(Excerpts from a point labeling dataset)
** BEGIN **

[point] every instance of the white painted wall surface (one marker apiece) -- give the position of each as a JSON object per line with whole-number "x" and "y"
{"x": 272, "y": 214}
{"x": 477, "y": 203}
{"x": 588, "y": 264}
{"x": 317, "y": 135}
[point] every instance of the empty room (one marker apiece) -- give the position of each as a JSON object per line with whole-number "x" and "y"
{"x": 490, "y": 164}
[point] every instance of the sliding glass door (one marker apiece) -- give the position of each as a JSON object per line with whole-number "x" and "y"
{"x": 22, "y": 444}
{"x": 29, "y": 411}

** END **
** BEGIN **

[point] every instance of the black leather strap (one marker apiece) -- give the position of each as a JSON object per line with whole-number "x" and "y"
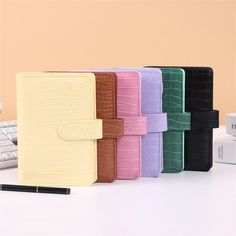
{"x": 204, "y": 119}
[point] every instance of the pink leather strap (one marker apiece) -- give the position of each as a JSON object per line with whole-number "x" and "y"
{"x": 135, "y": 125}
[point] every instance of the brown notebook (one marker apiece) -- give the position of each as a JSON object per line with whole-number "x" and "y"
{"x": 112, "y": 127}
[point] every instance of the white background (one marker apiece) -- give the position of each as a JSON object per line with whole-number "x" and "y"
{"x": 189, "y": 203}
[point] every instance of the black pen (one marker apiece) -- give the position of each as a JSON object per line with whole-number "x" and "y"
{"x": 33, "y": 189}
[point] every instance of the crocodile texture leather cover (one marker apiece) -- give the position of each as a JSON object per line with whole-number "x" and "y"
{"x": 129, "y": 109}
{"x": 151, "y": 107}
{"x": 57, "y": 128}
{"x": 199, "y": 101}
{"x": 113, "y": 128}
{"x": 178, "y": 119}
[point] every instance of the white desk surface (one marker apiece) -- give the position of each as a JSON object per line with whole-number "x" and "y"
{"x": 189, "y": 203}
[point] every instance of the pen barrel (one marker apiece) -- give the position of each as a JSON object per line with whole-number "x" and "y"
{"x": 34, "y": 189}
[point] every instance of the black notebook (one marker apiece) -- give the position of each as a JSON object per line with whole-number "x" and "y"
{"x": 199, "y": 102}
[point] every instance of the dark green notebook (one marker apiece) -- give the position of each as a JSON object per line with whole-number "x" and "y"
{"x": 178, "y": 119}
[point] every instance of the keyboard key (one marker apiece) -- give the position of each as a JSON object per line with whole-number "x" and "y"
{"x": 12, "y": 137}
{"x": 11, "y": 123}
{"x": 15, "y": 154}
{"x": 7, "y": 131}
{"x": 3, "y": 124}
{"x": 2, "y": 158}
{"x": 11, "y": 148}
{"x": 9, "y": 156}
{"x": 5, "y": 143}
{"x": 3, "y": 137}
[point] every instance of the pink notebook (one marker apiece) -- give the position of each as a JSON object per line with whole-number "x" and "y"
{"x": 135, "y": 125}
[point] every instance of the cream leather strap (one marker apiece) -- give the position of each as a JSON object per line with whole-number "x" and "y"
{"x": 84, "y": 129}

** END **

| WHAT TO DO |
Locate each line of the items above that includes the string "pink", and copy those lines out in full.

| RESULT OF THIS TASK |
[point] every instance of the pink leather strap (one marker apiece) -- give the position of each as a JSON object per line with whole-number "x" and "y"
[point] every instance of the pink notebook (one marker apiece) -- give the position of each as a JSON object per line with whole-number "x" and "y"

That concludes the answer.